INSTRUCTION: Repeat verbatim the lines of the data below, beginning with the line containing "Where can you spot the walking" and continuing to the end.

PROVIDED RECORDS:

/---

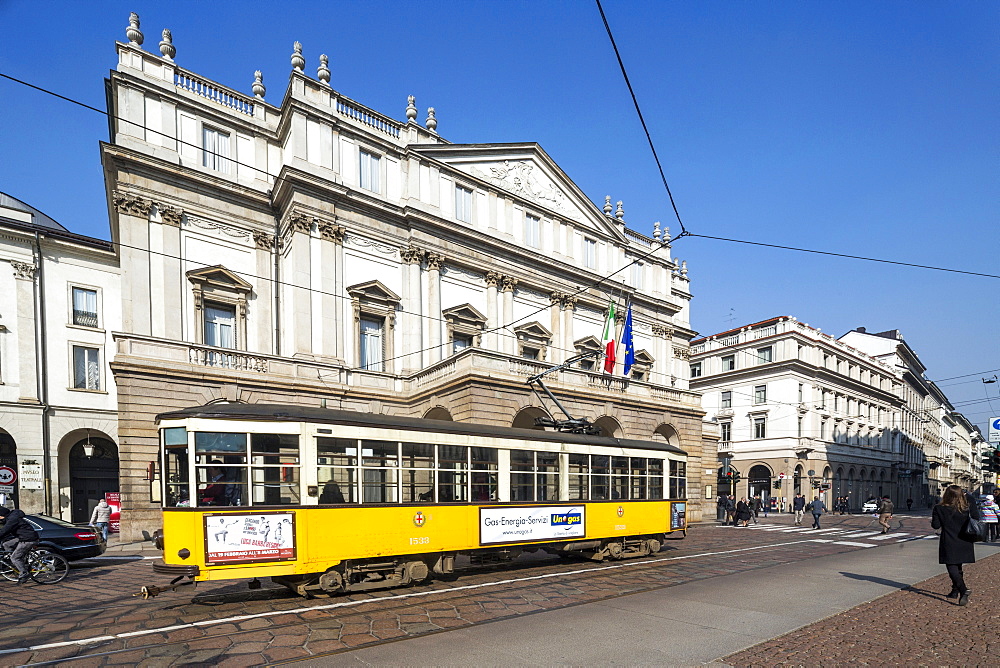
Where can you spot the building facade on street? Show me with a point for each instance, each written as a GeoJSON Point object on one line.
{"type": "Point", "coordinates": [315, 251]}
{"type": "Point", "coordinates": [59, 303]}
{"type": "Point", "coordinates": [800, 411]}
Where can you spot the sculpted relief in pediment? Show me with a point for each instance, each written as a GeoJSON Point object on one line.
{"type": "Point", "coordinates": [520, 178]}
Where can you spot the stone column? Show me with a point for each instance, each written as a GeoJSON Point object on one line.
{"type": "Point", "coordinates": [27, 353]}
{"type": "Point", "coordinates": [507, 285]}
{"type": "Point", "coordinates": [434, 324]}
{"type": "Point", "coordinates": [490, 339]}
{"type": "Point", "coordinates": [412, 319]}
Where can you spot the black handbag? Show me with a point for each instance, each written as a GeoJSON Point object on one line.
{"type": "Point", "coordinates": [974, 531]}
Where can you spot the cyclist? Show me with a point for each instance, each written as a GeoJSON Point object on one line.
{"type": "Point", "coordinates": [18, 537]}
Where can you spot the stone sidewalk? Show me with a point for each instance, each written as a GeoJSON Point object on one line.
{"type": "Point", "coordinates": [915, 626]}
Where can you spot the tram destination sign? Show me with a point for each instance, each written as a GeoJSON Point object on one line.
{"type": "Point", "coordinates": [242, 538]}
{"type": "Point", "coordinates": [517, 525]}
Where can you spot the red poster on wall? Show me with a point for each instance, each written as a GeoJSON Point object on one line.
{"type": "Point", "coordinates": [114, 500]}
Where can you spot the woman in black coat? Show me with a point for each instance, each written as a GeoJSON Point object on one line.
{"type": "Point", "coordinates": [950, 517]}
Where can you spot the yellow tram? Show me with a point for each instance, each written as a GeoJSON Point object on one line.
{"type": "Point", "coordinates": [330, 501]}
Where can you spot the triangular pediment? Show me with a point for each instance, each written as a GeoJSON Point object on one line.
{"type": "Point", "coordinates": [219, 276]}
{"type": "Point", "coordinates": [373, 291]}
{"type": "Point", "coordinates": [465, 312]}
{"type": "Point", "coordinates": [528, 173]}
{"type": "Point", "coordinates": [534, 330]}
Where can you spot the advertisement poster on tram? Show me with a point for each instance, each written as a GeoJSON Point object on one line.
{"type": "Point", "coordinates": [240, 538]}
{"type": "Point", "coordinates": [114, 500]}
{"type": "Point", "coordinates": [514, 525]}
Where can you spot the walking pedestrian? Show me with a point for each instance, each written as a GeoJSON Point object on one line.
{"type": "Point", "coordinates": [991, 514]}
{"type": "Point", "coordinates": [950, 517]}
{"type": "Point", "coordinates": [885, 513]}
{"type": "Point", "coordinates": [817, 508]}
{"type": "Point", "coordinates": [101, 518]}
{"type": "Point", "coordinates": [743, 513]}
{"type": "Point", "coordinates": [799, 505]}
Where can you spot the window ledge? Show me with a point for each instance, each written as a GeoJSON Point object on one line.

\---

EXERCISE ANSWER:
Where can you spot the walking pedestrian? Show me with a point for each instance, each written as a GeoJSON Point object on one line.
{"type": "Point", "coordinates": [991, 514]}
{"type": "Point", "coordinates": [950, 517]}
{"type": "Point", "coordinates": [885, 513]}
{"type": "Point", "coordinates": [817, 508]}
{"type": "Point", "coordinates": [101, 518]}
{"type": "Point", "coordinates": [743, 513]}
{"type": "Point", "coordinates": [799, 505]}
Where can you spot the window ledge? Show me with a point for each instance, each written as a GeoJSON Point object on one line.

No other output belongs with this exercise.